GOAL – Gather every line below that contains the string "blue", and copy each one in full.

GIVEN INFORMATION –
╔══
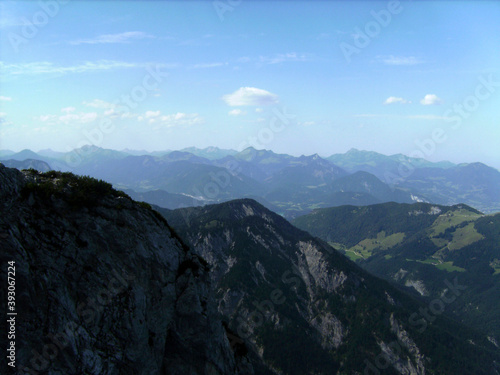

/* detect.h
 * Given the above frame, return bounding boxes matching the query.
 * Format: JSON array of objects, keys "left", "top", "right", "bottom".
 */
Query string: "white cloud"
[
  {"left": 405, "top": 115, "right": 451, "bottom": 120},
  {"left": 82, "top": 99, "right": 116, "bottom": 109},
  {"left": 69, "top": 31, "right": 154, "bottom": 45},
  {"left": 190, "top": 62, "right": 228, "bottom": 69},
  {"left": 35, "top": 112, "right": 98, "bottom": 124},
  {"left": 259, "top": 52, "right": 308, "bottom": 64},
  {"left": 0, "top": 60, "right": 178, "bottom": 80},
  {"left": 222, "top": 87, "right": 278, "bottom": 107},
  {"left": 420, "top": 94, "right": 443, "bottom": 105},
  {"left": 384, "top": 96, "right": 411, "bottom": 104},
  {"left": 354, "top": 113, "right": 450, "bottom": 120},
  {"left": 137, "top": 111, "right": 204, "bottom": 130},
  {"left": 377, "top": 55, "right": 424, "bottom": 65},
  {"left": 300, "top": 121, "right": 316, "bottom": 126},
  {"left": 229, "top": 109, "right": 246, "bottom": 116},
  {"left": 144, "top": 111, "right": 160, "bottom": 118}
]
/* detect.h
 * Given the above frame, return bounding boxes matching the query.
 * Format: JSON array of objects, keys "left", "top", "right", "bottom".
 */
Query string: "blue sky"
[{"left": 0, "top": 0, "right": 500, "bottom": 169}]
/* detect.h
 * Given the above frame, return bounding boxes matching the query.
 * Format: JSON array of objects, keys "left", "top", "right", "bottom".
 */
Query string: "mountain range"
[
  {"left": 0, "top": 164, "right": 500, "bottom": 375},
  {"left": 293, "top": 203, "right": 500, "bottom": 345},
  {"left": 0, "top": 146, "right": 500, "bottom": 219}
]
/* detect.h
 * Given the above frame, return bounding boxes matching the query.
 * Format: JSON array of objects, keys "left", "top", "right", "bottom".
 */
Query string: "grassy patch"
[
  {"left": 344, "top": 250, "right": 365, "bottom": 262},
  {"left": 436, "top": 262, "right": 465, "bottom": 272},
  {"left": 448, "top": 223, "right": 484, "bottom": 250},
  {"left": 430, "top": 209, "right": 482, "bottom": 237},
  {"left": 349, "top": 231, "right": 405, "bottom": 259},
  {"left": 406, "top": 258, "right": 465, "bottom": 272}
]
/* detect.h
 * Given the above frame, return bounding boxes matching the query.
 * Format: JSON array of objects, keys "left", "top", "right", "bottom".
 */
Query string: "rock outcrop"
[{"left": 0, "top": 164, "right": 253, "bottom": 375}]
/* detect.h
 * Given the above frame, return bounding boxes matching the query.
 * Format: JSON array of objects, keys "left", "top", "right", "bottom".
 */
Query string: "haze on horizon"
[{"left": 0, "top": 0, "right": 500, "bottom": 169}]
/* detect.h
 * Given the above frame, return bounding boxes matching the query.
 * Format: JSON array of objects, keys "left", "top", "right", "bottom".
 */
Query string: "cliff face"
[
  {"left": 0, "top": 164, "right": 253, "bottom": 375},
  {"left": 160, "top": 199, "right": 500, "bottom": 375}
]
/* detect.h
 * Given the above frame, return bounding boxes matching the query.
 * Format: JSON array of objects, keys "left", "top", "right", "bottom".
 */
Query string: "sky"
[{"left": 0, "top": 0, "right": 500, "bottom": 169}]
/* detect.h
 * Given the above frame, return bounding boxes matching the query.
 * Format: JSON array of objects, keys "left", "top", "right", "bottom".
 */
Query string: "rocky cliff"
[
  {"left": 160, "top": 199, "right": 500, "bottom": 375},
  {"left": 0, "top": 164, "right": 253, "bottom": 375}
]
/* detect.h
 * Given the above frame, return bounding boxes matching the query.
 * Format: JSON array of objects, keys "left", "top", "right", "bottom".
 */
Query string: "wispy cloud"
[
  {"left": 354, "top": 113, "right": 450, "bottom": 121},
  {"left": 222, "top": 87, "right": 278, "bottom": 107},
  {"left": 189, "top": 62, "right": 228, "bottom": 69},
  {"left": 0, "top": 60, "right": 178, "bottom": 78},
  {"left": 82, "top": 99, "right": 116, "bottom": 109},
  {"left": 34, "top": 108, "right": 99, "bottom": 125},
  {"left": 384, "top": 96, "right": 411, "bottom": 104},
  {"left": 69, "top": 31, "right": 155, "bottom": 45},
  {"left": 137, "top": 111, "right": 205, "bottom": 130},
  {"left": 229, "top": 109, "right": 246, "bottom": 116},
  {"left": 420, "top": 94, "right": 443, "bottom": 105},
  {"left": 376, "top": 55, "right": 424, "bottom": 65},
  {"left": 259, "top": 52, "right": 310, "bottom": 64}
]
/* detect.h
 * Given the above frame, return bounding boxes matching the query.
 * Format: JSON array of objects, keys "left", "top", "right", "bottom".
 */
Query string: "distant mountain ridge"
[
  {"left": 0, "top": 146, "right": 500, "bottom": 214},
  {"left": 159, "top": 199, "right": 496, "bottom": 375},
  {"left": 293, "top": 203, "right": 500, "bottom": 342}
]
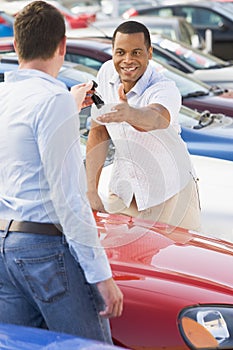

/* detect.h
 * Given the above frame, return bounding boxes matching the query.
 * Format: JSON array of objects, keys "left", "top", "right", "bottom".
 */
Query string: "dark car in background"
[
  {"left": 1, "top": 37, "right": 233, "bottom": 117},
  {"left": 67, "top": 16, "right": 204, "bottom": 49},
  {"left": 151, "top": 35, "right": 233, "bottom": 90},
  {"left": 63, "top": 37, "right": 233, "bottom": 117},
  {"left": 123, "top": 0, "right": 233, "bottom": 60},
  {"left": 0, "top": 10, "right": 14, "bottom": 38}
]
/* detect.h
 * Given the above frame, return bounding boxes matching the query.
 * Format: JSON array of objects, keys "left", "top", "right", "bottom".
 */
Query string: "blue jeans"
[{"left": 0, "top": 231, "right": 112, "bottom": 344}]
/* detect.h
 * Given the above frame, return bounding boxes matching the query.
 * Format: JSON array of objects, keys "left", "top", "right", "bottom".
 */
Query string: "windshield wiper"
[{"left": 182, "top": 91, "right": 209, "bottom": 98}]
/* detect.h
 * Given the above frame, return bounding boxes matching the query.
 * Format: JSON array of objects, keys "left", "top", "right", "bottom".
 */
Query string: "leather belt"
[{"left": 0, "top": 220, "right": 62, "bottom": 236}]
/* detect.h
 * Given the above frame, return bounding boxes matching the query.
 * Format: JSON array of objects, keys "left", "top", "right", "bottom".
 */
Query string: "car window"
[
  {"left": 151, "top": 59, "right": 209, "bottom": 96},
  {"left": 149, "top": 24, "right": 179, "bottom": 40},
  {"left": 65, "top": 53, "right": 102, "bottom": 70},
  {"left": 177, "top": 6, "right": 222, "bottom": 27},
  {"left": 152, "top": 36, "right": 225, "bottom": 69}
]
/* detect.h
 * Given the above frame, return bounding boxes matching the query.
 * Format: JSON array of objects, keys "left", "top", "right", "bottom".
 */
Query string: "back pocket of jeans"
[{"left": 15, "top": 253, "right": 68, "bottom": 302}]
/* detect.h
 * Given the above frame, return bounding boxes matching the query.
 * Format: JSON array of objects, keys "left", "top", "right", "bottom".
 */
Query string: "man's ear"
[{"left": 59, "top": 36, "right": 66, "bottom": 56}]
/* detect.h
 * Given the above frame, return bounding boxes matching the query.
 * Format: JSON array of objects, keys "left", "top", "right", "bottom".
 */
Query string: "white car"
[
  {"left": 99, "top": 155, "right": 233, "bottom": 242},
  {"left": 151, "top": 35, "right": 233, "bottom": 90}
]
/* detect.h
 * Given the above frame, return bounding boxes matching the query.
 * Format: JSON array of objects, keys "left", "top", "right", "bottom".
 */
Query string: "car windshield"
[
  {"left": 152, "top": 59, "right": 210, "bottom": 98},
  {"left": 151, "top": 36, "right": 229, "bottom": 69}
]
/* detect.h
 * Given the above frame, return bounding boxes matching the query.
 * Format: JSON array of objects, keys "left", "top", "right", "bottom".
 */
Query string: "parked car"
[
  {"left": 151, "top": 35, "right": 233, "bottom": 90},
  {"left": 123, "top": 0, "right": 233, "bottom": 60},
  {"left": 179, "top": 106, "right": 233, "bottom": 161},
  {"left": 151, "top": 61, "right": 233, "bottom": 117},
  {"left": 1, "top": 0, "right": 96, "bottom": 29},
  {"left": 0, "top": 322, "right": 123, "bottom": 350},
  {"left": 100, "top": 0, "right": 160, "bottom": 17},
  {"left": 0, "top": 11, "right": 14, "bottom": 38},
  {"left": 67, "top": 16, "right": 204, "bottom": 48},
  {"left": 66, "top": 37, "right": 233, "bottom": 117},
  {"left": 0, "top": 37, "right": 233, "bottom": 117},
  {"left": 0, "top": 51, "right": 233, "bottom": 164}
]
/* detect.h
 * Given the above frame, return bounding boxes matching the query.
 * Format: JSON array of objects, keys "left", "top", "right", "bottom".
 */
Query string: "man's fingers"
[{"left": 118, "top": 84, "right": 127, "bottom": 102}]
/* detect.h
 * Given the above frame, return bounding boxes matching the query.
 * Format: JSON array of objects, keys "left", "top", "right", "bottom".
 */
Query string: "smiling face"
[{"left": 113, "top": 32, "right": 152, "bottom": 93}]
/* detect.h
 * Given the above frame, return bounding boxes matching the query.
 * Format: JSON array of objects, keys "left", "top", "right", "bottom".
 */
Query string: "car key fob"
[{"left": 91, "top": 80, "right": 104, "bottom": 109}]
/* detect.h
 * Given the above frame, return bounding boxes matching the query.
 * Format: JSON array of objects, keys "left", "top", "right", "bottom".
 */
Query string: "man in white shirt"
[
  {"left": 86, "top": 21, "right": 200, "bottom": 230},
  {"left": 0, "top": 1, "right": 123, "bottom": 343}
]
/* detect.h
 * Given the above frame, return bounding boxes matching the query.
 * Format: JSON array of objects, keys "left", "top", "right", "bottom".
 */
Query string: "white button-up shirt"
[
  {"left": 94, "top": 60, "right": 193, "bottom": 210},
  {"left": 0, "top": 69, "right": 111, "bottom": 283}
]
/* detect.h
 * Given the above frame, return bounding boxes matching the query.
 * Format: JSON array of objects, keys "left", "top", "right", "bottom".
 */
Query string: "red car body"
[{"left": 95, "top": 213, "right": 233, "bottom": 350}]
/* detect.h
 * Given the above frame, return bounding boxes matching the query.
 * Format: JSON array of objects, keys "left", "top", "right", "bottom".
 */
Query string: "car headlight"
[{"left": 178, "top": 305, "right": 233, "bottom": 350}]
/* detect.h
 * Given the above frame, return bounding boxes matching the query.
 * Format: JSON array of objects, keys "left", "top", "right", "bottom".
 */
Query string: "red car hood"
[
  {"left": 183, "top": 95, "right": 233, "bottom": 117},
  {"left": 95, "top": 213, "right": 233, "bottom": 295}
]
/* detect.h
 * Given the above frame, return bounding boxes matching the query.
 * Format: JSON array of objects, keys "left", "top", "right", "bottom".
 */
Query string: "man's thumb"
[{"left": 118, "top": 83, "right": 127, "bottom": 102}]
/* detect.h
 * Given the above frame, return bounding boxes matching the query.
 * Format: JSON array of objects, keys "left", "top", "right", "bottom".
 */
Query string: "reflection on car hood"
[{"left": 95, "top": 213, "right": 233, "bottom": 293}]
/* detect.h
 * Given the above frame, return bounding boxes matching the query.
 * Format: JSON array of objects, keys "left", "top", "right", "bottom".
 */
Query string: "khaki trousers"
[{"left": 106, "top": 179, "right": 201, "bottom": 231}]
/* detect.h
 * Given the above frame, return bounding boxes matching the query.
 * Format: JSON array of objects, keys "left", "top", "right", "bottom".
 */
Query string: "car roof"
[{"left": 132, "top": 0, "right": 233, "bottom": 21}]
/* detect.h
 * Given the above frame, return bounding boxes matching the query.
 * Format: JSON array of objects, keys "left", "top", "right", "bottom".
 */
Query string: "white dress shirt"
[
  {"left": 94, "top": 60, "right": 194, "bottom": 210},
  {"left": 0, "top": 69, "right": 111, "bottom": 283}
]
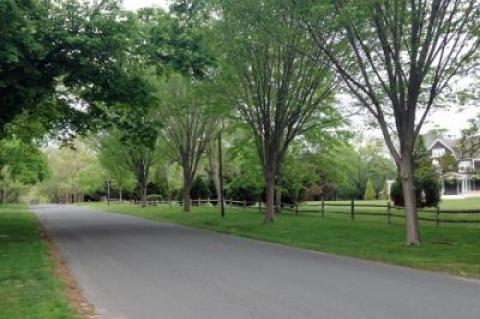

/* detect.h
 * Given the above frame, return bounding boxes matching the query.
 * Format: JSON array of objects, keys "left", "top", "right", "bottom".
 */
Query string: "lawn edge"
[
  {"left": 88, "top": 205, "right": 480, "bottom": 284},
  {"left": 33, "top": 219, "right": 98, "bottom": 319}
]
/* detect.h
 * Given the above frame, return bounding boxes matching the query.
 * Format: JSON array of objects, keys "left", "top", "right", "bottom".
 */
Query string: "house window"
[
  {"left": 432, "top": 148, "right": 445, "bottom": 158},
  {"left": 458, "top": 161, "right": 471, "bottom": 172}
]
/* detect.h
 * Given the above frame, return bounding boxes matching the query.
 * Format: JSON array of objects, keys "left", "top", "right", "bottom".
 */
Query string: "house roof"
[{"left": 423, "top": 132, "right": 480, "bottom": 158}]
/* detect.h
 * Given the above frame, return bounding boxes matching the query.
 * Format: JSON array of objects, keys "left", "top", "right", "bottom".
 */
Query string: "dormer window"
[{"left": 432, "top": 148, "right": 445, "bottom": 158}]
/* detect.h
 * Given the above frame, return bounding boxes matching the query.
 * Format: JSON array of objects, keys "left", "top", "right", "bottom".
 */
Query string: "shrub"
[
  {"left": 364, "top": 179, "right": 376, "bottom": 200},
  {"left": 190, "top": 176, "right": 211, "bottom": 199}
]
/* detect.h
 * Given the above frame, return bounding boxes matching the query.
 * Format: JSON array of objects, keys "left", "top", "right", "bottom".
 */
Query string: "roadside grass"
[
  {"left": 82, "top": 203, "right": 480, "bottom": 278},
  {"left": 0, "top": 205, "right": 78, "bottom": 319}
]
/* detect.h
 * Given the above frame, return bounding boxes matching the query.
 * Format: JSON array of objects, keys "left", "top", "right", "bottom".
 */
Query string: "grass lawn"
[
  {"left": 0, "top": 206, "right": 77, "bottom": 319},
  {"left": 82, "top": 203, "right": 480, "bottom": 278}
]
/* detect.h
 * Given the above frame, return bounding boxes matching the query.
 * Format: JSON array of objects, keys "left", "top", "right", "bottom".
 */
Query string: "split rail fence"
[{"left": 105, "top": 199, "right": 480, "bottom": 227}]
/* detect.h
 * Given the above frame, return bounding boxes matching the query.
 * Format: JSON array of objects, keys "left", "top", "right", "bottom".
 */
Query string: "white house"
[{"left": 424, "top": 135, "right": 480, "bottom": 198}]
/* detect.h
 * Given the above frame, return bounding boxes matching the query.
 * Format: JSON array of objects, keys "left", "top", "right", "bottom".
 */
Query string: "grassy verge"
[
  {"left": 83, "top": 203, "right": 480, "bottom": 278},
  {"left": 0, "top": 206, "right": 77, "bottom": 319}
]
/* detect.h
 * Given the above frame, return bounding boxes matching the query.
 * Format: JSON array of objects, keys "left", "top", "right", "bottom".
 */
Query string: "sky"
[
  {"left": 123, "top": 0, "right": 170, "bottom": 10},
  {"left": 123, "top": 0, "right": 480, "bottom": 136}
]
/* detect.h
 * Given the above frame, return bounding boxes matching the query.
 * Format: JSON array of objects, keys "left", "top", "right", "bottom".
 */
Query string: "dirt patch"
[{"left": 41, "top": 230, "right": 98, "bottom": 319}]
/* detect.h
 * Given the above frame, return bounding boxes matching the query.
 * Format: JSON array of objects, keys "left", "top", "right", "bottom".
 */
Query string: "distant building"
[{"left": 423, "top": 134, "right": 480, "bottom": 197}]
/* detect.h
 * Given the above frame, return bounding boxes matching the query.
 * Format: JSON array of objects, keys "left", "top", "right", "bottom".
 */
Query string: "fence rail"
[{"left": 104, "top": 198, "right": 480, "bottom": 227}]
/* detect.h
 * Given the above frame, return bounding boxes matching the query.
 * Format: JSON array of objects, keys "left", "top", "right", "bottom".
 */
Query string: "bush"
[
  {"left": 226, "top": 176, "right": 263, "bottom": 202},
  {"left": 364, "top": 179, "right": 376, "bottom": 200},
  {"left": 190, "top": 176, "right": 211, "bottom": 199}
]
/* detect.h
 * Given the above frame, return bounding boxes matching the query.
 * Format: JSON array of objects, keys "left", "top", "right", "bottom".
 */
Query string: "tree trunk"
[
  {"left": 400, "top": 154, "right": 420, "bottom": 245},
  {"left": 183, "top": 165, "right": 193, "bottom": 212},
  {"left": 207, "top": 145, "right": 221, "bottom": 203},
  {"left": 265, "top": 167, "right": 275, "bottom": 223},
  {"left": 3, "top": 182, "right": 7, "bottom": 205},
  {"left": 141, "top": 180, "right": 148, "bottom": 207},
  {"left": 183, "top": 181, "right": 192, "bottom": 212},
  {"left": 275, "top": 169, "right": 282, "bottom": 214}
]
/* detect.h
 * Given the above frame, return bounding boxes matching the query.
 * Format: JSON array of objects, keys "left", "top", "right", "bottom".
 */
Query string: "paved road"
[{"left": 34, "top": 205, "right": 480, "bottom": 319}]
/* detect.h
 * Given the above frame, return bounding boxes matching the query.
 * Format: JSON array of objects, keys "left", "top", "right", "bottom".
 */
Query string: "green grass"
[
  {"left": 82, "top": 203, "right": 480, "bottom": 278},
  {"left": 0, "top": 206, "right": 77, "bottom": 319}
]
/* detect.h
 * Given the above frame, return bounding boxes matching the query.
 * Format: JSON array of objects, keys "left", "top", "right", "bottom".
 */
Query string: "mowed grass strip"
[
  {"left": 0, "top": 206, "right": 78, "bottom": 319},
  {"left": 88, "top": 203, "right": 480, "bottom": 278}
]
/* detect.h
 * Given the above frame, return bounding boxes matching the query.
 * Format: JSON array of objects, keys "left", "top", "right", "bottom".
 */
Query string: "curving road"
[{"left": 34, "top": 205, "right": 480, "bottom": 319}]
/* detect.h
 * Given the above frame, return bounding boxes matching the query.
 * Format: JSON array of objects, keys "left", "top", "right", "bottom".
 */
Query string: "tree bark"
[
  {"left": 400, "top": 153, "right": 420, "bottom": 245},
  {"left": 183, "top": 164, "right": 193, "bottom": 212},
  {"left": 206, "top": 143, "right": 221, "bottom": 203},
  {"left": 265, "top": 167, "right": 275, "bottom": 223},
  {"left": 141, "top": 180, "right": 148, "bottom": 207},
  {"left": 3, "top": 181, "right": 7, "bottom": 205},
  {"left": 275, "top": 169, "right": 282, "bottom": 214},
  {"left": 183, "top": 181, "right": 192, "bottom": 212}
]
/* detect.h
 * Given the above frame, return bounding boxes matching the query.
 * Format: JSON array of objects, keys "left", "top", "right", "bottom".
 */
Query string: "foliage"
[
  {"left": 37, "top": 141, "right": 107, "bottom": 202},
  {"left": 190, "top": 176, "right": 211, "bottom": 199},
  {"left": 157, "top": 75, "right": 219, "bottom": 211},
  {"left": 438, "top": 153, "right": 457, "bottom": 175},
  {"left": 364, "top": 179, "right": 377, "bottom": 200},
  {"left": 391, "top": 137, "right": 440, "bottom": 207},
  {"left": 221, "top": 0, "right": 339, "bottom": 221}
]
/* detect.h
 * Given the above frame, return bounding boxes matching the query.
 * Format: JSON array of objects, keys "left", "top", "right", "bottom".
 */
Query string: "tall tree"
[
  {"left": 222, "top": 0, "right": 340, "bottom": 222},
  {"left": 300, "top": 0, "right": 480, "bottom": 245},
  {"left": 0, "top": 137, "right": 50, "bottom": 204},
  {"left": 159, "top": 75, "right": 219, "bottom": 211},
  {"left": 96, "top": 130, "right": 133, "bottom": 201}
]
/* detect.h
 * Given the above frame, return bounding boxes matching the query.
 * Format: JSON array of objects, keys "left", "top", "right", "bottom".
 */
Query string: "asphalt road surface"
[{"left": 34, "top": 205, "right": 480, "bottom": 319}]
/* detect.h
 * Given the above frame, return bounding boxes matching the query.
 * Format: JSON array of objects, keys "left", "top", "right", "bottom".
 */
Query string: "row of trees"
[{"left": 0, "top": 0, "right": 480, "bottom": 244}]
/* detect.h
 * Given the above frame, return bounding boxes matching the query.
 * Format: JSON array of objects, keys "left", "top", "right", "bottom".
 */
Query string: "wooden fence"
[
  {"left": 105, "top": 199, "right": 480, "bottom": 227},
  {"left": 284, "top": 199, "right": 480, "bottom": 227}
]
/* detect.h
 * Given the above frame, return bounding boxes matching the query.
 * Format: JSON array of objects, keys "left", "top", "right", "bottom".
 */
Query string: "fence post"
[
  {"left": 436, "top": 205, "right": 440, "bottom": 227},
  {"left": 387, "top": 201, "right": 392, "bottom": 224},
  {"left": 322, "top": 195, "right": 325, "bottom": 218},
  {"left": 350, "top": 197, "right": 355, "bottom": 220}
]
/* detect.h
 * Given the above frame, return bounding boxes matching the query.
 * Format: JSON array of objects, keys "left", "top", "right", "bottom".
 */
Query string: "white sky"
[
  {"left": 123, "top": 0, "right": 480, "bottom": 136},
  {"left": 123, "top": 0, "right": 170, "bottom": 10}
]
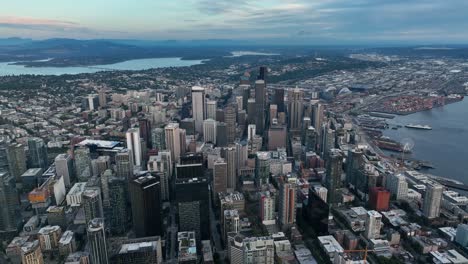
╚══
SOLVED EXERCISE –
Query string: "blue sky"
Query string: "blue jeans"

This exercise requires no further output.